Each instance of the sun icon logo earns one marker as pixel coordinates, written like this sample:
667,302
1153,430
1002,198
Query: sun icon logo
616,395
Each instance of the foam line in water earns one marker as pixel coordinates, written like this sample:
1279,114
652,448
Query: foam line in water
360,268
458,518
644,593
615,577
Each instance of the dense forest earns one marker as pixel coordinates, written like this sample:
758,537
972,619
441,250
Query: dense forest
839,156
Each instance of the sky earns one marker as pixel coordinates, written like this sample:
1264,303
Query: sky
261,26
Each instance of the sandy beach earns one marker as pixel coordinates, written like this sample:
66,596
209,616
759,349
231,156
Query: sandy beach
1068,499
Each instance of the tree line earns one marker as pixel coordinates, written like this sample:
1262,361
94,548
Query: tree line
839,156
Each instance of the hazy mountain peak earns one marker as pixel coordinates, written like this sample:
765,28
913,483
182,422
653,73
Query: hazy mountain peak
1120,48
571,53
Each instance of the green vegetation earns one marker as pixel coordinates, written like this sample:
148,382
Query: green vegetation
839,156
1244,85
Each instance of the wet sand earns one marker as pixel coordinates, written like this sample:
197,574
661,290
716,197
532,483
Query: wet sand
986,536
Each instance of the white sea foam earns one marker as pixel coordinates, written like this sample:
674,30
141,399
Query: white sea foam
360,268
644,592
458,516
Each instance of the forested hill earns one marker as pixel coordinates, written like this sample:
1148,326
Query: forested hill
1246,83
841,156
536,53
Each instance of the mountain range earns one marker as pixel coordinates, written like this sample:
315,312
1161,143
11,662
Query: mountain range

...

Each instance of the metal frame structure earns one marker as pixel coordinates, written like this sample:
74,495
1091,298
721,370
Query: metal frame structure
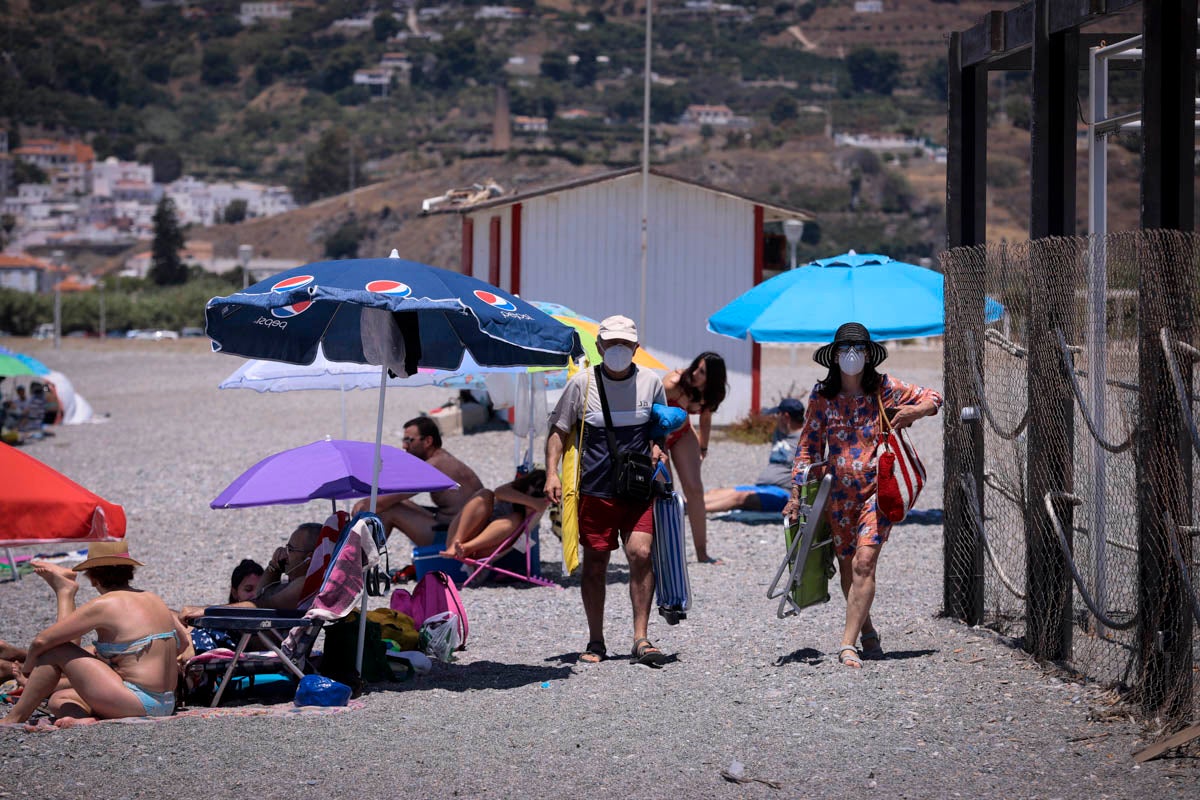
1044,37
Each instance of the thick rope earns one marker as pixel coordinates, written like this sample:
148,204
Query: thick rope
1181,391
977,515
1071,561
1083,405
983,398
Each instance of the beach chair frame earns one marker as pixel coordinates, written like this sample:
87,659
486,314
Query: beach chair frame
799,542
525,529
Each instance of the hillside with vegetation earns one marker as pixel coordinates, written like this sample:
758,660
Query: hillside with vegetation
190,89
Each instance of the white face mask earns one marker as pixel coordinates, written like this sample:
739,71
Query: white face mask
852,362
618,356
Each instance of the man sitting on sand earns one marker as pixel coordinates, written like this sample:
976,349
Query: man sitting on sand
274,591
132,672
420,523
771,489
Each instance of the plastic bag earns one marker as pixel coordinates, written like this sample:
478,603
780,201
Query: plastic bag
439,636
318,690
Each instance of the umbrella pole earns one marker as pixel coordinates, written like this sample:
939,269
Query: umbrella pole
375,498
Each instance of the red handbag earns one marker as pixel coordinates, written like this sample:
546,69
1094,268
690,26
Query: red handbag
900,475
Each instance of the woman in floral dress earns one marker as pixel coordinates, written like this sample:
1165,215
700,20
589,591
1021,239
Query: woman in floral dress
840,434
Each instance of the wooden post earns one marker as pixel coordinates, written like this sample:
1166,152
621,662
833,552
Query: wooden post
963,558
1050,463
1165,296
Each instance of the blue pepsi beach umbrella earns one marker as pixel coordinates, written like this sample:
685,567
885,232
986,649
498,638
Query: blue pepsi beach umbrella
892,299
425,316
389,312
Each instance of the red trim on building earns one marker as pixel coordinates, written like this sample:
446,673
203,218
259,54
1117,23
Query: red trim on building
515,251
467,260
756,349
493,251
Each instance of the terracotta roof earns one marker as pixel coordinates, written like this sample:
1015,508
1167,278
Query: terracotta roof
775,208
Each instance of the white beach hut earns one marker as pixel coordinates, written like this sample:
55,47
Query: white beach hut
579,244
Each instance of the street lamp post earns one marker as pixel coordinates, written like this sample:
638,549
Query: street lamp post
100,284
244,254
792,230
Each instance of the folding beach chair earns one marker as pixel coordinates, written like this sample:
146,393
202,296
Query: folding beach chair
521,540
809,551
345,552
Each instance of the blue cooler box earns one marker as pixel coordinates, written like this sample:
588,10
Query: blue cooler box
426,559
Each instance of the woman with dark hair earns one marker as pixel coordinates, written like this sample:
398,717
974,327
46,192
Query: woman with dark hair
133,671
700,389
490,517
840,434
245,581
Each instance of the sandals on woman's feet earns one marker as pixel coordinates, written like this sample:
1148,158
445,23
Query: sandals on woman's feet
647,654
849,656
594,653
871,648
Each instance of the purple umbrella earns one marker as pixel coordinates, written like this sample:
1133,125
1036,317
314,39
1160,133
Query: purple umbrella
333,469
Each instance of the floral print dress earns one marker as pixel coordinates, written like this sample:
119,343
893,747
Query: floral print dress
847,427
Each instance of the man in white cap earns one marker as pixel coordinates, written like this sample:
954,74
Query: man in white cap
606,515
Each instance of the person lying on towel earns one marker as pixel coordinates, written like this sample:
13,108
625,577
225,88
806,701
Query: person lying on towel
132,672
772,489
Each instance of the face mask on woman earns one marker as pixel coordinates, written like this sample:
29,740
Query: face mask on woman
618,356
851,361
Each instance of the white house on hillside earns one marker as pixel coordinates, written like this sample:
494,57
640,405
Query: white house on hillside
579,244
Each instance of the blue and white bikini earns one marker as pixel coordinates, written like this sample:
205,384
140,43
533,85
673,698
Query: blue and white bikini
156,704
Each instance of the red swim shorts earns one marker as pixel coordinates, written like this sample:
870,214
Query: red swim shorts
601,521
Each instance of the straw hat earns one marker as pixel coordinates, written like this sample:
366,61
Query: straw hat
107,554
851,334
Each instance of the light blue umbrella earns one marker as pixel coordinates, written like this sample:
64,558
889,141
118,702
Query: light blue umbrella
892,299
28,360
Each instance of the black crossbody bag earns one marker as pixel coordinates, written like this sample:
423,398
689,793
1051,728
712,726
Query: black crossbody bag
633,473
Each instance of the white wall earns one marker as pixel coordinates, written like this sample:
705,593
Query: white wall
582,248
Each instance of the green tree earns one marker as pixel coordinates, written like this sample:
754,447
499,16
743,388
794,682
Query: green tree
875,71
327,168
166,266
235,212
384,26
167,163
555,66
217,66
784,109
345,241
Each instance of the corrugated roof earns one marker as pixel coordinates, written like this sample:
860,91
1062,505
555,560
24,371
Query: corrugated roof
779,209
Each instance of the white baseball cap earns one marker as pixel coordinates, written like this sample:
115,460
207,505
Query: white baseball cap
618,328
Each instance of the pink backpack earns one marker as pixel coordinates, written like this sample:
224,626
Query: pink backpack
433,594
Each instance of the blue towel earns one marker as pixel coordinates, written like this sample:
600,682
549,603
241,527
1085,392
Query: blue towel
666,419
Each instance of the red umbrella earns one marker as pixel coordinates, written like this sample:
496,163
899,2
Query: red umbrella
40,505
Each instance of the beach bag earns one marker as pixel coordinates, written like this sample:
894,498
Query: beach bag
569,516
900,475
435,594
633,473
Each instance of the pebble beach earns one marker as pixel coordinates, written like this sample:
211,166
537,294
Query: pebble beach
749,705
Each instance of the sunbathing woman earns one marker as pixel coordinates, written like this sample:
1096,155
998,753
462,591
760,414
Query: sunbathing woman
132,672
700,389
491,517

---

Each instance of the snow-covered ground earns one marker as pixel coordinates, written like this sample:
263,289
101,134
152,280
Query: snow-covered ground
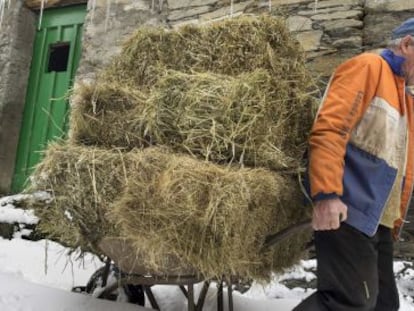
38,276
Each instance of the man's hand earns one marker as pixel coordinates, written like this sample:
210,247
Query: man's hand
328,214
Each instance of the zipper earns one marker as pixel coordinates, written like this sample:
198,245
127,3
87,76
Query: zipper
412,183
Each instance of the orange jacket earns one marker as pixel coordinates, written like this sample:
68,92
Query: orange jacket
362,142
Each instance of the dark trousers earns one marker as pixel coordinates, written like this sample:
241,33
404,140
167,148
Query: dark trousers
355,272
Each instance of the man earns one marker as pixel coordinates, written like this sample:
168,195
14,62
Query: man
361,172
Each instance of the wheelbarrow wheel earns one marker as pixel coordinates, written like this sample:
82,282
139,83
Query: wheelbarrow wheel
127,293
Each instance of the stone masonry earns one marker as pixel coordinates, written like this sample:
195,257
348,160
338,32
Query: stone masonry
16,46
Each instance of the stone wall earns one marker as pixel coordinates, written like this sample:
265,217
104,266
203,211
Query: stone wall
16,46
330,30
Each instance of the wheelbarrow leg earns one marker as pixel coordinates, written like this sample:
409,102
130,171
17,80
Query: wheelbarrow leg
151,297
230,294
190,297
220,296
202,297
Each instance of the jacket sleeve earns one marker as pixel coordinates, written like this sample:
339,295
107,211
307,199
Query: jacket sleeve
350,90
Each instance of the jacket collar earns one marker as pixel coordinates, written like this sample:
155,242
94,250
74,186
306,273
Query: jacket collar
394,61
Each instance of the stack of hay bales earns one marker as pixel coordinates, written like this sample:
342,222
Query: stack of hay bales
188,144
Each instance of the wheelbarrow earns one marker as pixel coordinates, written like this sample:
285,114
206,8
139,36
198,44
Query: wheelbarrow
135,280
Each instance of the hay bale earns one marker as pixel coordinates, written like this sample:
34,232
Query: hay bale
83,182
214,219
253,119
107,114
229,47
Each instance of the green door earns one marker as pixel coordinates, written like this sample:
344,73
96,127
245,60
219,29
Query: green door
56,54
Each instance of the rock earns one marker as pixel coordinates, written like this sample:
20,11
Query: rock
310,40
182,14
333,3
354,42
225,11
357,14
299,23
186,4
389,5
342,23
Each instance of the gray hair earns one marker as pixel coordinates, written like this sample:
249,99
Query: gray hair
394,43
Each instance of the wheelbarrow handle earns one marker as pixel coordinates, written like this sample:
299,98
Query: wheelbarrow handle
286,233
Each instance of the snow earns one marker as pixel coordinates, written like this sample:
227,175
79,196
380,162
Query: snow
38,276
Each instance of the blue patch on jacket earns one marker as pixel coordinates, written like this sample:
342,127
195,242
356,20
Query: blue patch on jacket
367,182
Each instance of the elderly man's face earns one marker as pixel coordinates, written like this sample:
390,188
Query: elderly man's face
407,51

→ Written instruction:
Show every line of the material above that contains the word "pole".

→ Right answer:
Each instance of the umbrella pole earns one marker as pixel coordinates, written like this sample:
Query: umbrella pole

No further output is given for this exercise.